*** Data listing Section Begins ***

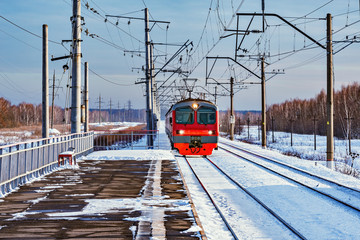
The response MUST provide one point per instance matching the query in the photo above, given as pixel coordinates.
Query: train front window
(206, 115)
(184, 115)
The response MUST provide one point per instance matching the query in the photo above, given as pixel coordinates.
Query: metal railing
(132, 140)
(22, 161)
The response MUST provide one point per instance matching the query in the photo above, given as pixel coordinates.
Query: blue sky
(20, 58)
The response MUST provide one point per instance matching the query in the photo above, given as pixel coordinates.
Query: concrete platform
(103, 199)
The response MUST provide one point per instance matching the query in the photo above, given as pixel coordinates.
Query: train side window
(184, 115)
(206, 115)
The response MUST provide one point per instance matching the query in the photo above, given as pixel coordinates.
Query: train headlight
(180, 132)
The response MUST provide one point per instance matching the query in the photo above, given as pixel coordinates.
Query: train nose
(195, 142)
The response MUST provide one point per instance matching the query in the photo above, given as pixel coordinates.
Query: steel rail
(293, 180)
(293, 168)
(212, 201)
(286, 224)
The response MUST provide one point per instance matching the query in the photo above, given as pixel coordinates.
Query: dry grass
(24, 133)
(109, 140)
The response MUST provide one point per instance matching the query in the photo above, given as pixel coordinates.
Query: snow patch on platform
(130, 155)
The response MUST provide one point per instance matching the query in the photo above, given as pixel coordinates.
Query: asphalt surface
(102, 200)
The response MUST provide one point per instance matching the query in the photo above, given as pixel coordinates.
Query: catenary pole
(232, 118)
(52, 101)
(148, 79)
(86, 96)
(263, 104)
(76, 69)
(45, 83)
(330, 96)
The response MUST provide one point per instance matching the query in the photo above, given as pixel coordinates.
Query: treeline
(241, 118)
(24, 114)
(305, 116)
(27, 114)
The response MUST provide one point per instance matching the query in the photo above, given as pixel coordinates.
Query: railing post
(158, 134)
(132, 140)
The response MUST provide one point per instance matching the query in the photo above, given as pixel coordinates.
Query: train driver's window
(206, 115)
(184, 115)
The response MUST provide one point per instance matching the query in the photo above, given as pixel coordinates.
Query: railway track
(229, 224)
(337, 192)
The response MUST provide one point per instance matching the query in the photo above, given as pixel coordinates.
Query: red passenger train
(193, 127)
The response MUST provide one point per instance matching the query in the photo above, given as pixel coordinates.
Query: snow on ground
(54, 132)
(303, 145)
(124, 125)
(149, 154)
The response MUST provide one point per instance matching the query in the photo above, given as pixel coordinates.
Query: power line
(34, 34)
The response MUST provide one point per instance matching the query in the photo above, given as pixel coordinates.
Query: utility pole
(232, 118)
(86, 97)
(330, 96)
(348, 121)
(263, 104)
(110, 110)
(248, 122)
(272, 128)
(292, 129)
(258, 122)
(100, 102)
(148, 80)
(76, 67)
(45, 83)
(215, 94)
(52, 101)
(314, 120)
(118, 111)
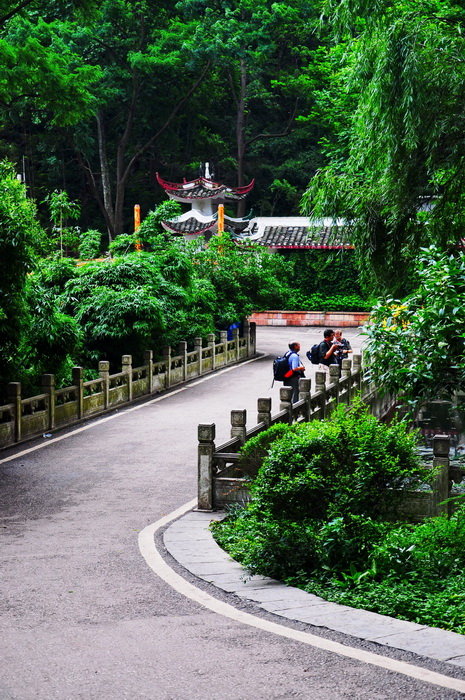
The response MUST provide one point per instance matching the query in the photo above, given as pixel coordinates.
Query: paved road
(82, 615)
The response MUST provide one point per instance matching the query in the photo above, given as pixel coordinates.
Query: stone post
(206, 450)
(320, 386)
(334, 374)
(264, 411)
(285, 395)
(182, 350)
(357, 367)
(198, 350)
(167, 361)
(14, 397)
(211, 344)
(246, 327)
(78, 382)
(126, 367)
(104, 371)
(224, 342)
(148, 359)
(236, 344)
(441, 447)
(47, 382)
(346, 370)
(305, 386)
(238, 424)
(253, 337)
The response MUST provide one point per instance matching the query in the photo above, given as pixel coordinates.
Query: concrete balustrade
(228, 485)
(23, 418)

*** Data listing Section Ends ***
*** Data listing Section Begins ***

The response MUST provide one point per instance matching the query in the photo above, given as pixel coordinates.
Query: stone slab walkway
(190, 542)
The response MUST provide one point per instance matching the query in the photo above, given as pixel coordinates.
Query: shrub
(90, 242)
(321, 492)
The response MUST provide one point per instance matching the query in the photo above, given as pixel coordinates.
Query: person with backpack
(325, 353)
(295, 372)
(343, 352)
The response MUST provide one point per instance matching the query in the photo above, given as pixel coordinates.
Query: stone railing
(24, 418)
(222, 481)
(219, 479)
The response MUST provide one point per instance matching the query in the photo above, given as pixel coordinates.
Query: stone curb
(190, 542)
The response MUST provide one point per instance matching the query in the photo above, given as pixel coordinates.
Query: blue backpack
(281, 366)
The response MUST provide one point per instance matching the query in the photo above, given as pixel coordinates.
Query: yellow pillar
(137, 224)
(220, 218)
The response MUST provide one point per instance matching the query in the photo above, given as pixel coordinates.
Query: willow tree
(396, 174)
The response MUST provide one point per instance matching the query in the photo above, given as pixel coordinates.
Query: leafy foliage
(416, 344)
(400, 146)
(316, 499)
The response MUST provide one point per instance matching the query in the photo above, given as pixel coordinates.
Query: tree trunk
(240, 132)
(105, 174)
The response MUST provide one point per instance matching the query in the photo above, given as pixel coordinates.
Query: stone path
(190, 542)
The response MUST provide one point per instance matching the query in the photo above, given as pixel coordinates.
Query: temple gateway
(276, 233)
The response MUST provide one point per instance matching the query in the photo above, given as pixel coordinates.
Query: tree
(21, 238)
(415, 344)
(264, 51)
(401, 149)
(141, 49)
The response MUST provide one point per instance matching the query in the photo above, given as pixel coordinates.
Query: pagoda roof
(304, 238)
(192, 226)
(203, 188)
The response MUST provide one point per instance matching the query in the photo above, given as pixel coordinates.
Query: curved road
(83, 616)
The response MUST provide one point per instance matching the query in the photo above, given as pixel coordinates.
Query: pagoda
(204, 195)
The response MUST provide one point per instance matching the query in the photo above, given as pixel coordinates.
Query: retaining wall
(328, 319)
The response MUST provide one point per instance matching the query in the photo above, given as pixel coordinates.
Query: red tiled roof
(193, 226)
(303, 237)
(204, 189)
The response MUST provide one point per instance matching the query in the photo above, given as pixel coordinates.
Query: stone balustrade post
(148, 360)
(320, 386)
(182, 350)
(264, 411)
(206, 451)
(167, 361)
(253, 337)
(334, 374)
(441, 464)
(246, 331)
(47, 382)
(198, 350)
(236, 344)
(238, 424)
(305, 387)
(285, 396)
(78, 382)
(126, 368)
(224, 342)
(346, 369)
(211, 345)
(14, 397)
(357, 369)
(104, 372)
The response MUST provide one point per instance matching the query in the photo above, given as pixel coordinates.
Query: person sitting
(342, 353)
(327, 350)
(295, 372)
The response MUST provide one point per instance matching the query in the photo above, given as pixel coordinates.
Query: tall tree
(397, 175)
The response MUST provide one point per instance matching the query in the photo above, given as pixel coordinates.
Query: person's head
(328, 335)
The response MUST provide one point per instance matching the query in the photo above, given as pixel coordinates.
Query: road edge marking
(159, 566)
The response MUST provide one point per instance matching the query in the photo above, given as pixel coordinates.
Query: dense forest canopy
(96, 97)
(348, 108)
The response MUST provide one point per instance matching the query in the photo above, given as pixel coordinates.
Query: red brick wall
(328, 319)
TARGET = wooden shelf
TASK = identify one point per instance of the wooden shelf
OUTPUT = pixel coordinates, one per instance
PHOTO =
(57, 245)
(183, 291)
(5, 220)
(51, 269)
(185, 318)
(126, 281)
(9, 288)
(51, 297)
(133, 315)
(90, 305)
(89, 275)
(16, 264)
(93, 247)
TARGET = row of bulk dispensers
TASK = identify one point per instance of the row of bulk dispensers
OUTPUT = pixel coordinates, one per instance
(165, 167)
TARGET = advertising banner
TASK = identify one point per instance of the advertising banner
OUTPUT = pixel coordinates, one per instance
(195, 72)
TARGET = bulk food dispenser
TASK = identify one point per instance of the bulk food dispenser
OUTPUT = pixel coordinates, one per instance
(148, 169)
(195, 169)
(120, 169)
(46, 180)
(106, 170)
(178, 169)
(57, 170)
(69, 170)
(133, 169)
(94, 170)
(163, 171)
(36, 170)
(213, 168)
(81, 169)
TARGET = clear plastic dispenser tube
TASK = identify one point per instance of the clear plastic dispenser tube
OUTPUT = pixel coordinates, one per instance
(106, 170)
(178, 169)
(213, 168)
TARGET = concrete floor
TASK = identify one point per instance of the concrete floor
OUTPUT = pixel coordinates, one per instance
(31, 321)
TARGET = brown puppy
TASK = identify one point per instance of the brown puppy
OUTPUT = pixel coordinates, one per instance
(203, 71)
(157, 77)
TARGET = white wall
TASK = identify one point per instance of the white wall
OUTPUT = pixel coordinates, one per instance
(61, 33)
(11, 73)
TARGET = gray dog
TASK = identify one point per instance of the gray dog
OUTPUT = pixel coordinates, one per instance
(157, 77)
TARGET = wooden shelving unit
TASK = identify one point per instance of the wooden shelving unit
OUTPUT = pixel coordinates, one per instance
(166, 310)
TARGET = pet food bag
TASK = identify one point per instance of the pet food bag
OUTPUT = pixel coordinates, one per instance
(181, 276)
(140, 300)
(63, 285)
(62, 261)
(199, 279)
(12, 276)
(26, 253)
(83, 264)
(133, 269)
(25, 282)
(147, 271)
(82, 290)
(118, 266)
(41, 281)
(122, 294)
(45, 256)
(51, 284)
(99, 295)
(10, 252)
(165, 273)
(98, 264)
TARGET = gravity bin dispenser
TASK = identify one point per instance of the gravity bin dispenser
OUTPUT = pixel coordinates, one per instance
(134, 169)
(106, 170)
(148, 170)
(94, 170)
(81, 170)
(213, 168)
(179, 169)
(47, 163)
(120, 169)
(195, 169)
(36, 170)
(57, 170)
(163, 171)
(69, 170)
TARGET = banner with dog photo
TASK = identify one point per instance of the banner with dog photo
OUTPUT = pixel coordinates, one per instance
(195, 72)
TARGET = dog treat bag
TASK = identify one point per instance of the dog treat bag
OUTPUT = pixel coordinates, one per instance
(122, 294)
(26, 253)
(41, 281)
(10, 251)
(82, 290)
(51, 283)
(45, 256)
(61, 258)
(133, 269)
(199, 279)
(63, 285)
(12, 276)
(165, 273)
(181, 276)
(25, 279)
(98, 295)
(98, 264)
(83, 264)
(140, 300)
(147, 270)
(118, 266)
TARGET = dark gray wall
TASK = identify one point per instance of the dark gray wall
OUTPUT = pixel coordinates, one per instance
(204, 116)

*** Data listing Section Ends ***

Exercise details> For the string "clear", filter the data and copy out each line where it occurs.

Answer to this exercise>
TARGET = clear plastic dispenser tube
TASK = identify one point per instance of the clear plastic dispenser tube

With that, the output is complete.